The request
Render the records as a Markdown table with columns Row and Entry, starting at the line that contains "Check the image above for the presence of any sky." and ending at the line that contains "xmin=19 ymin=167 xmax=56 ymax=212". Number each row and leave out blank lines.

Supplied entries
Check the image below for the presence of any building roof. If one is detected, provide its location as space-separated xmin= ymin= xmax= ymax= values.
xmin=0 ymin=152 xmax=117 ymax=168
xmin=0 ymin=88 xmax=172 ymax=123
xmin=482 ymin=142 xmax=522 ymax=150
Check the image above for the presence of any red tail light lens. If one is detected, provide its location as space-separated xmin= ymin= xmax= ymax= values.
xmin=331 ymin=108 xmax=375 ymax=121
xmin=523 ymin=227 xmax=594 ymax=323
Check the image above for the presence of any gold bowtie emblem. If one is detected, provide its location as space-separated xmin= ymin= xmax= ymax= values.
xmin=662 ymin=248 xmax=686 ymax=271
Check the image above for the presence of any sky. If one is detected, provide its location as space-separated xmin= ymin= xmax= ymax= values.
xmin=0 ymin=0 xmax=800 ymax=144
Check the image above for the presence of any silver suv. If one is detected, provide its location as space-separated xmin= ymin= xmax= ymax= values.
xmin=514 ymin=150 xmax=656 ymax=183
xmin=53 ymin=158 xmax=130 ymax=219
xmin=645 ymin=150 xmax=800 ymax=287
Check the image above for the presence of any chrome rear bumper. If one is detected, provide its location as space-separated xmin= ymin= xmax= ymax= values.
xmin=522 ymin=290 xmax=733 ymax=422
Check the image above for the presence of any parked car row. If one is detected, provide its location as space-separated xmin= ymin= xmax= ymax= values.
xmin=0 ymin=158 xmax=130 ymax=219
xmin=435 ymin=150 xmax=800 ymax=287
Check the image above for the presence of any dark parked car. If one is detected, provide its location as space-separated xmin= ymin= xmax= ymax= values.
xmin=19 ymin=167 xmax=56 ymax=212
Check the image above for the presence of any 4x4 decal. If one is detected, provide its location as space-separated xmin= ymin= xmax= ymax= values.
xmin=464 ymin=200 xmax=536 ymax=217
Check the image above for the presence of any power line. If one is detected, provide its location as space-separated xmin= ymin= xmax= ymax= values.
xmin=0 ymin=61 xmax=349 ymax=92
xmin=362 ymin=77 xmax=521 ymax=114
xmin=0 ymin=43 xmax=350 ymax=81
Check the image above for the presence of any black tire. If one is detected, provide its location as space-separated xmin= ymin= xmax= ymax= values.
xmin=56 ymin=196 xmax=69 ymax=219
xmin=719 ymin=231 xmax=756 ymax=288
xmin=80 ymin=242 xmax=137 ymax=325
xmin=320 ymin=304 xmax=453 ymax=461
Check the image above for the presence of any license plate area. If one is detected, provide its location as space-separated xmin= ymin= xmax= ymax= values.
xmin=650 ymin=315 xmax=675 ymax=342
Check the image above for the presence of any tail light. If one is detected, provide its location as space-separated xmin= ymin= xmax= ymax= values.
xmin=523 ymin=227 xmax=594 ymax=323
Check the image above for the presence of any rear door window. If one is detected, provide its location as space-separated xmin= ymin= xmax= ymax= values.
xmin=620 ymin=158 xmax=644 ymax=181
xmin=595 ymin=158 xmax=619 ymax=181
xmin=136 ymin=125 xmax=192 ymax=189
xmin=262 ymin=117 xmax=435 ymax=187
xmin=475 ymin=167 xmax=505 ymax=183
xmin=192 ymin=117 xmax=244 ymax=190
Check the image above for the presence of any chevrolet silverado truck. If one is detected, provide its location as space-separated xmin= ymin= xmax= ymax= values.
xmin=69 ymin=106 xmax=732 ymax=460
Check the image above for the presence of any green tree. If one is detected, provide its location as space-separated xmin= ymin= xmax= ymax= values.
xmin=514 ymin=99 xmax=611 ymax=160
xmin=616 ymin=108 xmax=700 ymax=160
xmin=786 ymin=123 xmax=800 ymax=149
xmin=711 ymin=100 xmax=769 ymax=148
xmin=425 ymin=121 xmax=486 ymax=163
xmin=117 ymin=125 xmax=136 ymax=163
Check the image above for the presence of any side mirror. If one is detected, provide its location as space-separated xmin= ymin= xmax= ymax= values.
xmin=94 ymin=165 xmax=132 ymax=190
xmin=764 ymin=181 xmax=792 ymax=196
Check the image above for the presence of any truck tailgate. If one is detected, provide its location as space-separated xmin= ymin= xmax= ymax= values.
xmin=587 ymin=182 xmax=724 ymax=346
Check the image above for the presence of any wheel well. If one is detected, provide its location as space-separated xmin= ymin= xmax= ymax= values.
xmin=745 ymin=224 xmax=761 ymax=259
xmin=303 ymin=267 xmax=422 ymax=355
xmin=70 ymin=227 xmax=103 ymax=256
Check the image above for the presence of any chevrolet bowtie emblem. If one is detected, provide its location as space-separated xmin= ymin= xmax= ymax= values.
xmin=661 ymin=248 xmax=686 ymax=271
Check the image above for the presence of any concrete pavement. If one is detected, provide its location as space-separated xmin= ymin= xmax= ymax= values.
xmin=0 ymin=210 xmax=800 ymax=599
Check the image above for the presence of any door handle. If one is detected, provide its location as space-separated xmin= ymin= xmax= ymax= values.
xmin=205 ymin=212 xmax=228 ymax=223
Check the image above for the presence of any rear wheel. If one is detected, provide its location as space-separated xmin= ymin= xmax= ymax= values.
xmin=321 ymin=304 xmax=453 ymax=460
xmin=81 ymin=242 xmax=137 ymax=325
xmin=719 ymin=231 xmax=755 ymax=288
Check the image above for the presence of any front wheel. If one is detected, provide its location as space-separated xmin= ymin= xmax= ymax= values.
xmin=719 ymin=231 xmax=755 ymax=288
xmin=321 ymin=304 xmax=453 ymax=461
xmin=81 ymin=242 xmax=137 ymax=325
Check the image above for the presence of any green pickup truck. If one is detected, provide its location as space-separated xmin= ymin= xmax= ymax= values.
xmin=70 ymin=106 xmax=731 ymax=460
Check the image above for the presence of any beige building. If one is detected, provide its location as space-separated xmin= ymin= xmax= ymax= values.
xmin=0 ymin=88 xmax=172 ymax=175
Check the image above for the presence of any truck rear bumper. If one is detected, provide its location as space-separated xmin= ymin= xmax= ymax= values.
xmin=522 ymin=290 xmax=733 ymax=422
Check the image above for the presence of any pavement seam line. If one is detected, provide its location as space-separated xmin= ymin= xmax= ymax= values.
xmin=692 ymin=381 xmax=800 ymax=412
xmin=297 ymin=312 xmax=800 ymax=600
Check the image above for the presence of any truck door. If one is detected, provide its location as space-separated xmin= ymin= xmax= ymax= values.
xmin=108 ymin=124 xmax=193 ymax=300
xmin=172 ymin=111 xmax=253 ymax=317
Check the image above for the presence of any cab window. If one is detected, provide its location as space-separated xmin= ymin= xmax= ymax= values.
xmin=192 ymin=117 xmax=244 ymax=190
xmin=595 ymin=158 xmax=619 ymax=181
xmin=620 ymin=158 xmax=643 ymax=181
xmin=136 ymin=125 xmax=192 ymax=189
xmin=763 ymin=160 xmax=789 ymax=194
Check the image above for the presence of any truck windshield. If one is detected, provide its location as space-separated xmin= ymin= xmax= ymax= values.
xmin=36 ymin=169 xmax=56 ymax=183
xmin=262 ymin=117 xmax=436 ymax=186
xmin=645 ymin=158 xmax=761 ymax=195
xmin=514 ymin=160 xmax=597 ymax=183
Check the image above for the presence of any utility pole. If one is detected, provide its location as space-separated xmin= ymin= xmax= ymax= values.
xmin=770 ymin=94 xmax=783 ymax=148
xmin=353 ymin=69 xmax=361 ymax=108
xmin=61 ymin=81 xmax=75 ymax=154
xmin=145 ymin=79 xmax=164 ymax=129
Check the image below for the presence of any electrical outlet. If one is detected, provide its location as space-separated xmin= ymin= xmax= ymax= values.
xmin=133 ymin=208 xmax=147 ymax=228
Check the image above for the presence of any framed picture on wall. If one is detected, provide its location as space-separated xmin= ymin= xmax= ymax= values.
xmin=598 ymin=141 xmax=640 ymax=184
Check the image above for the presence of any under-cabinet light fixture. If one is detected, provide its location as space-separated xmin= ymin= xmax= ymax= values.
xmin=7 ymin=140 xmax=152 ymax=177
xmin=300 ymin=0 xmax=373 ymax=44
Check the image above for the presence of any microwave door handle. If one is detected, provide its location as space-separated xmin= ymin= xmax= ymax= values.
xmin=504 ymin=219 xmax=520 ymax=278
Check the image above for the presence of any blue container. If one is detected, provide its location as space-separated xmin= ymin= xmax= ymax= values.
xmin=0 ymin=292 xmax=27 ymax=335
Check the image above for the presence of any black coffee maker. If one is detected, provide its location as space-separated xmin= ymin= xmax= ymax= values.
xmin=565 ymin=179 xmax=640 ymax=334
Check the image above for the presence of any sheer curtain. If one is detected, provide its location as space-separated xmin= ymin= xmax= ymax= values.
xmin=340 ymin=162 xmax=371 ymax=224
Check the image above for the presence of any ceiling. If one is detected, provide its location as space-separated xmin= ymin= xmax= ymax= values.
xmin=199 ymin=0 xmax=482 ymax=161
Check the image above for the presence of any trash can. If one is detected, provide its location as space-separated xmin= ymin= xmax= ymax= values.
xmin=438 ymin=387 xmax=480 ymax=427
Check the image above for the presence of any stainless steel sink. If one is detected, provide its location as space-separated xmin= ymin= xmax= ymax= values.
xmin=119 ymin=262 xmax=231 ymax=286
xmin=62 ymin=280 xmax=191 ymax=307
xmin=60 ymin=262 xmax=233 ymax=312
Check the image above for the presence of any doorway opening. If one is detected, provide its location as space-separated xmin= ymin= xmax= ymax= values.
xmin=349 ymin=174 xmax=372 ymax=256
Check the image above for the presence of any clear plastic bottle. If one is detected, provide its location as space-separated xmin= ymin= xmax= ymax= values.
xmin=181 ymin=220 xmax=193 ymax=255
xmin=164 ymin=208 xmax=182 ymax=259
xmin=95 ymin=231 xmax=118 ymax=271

Task result
| Row | Entry |
|---|---|
| 1 | Check the image above for the presence of any sky. If one is detected, provide its location as space-separated xmin= ymin= xmax= ymax= values. |
| 2 | xmin=0 ymin=0 xmax=800 ymax=144 |
| 3 | Check the image above for the presence of any silver suv. If one is detected, provide its location as space-separated xmin= ymin= xmax= ymax= values. |
| 4 | xmin=514 ymin=150 xmax=656 ymax=183 |
| 5 | xmin=53 ymin=158 xmax=130 ymax=219 |
| 6 | xmin=645 ymin=150 xmax=800 ymax=287 |
| 7 | Check the image above for the presence of any chrome rear bumper. If one is detected, provide its location as space-separated xmin= ymin= xmax= ymax= values. |
| 8 | xmin=522 ymin=290 xmax=733 ymax=422 |
| 9 | Check the image above for the presence of any parked car row. If one is detected, provide its location as space-separated xmin= ymin= xmax= ymax= values. |
| 10 | xmin=0 ymin=158 xmax=130 ymax=219 |
| 11 | xmin=435 ymin=150 xmax=800 ymax=287 |
| 12 | Check the image above for the presence of any dark parked car. If one is detected, provide its location as space-separated xmin= ymin= xmax= ymax= values. |
| 13 | xmin=19 ymin=167 xmax=56 ymax=212 |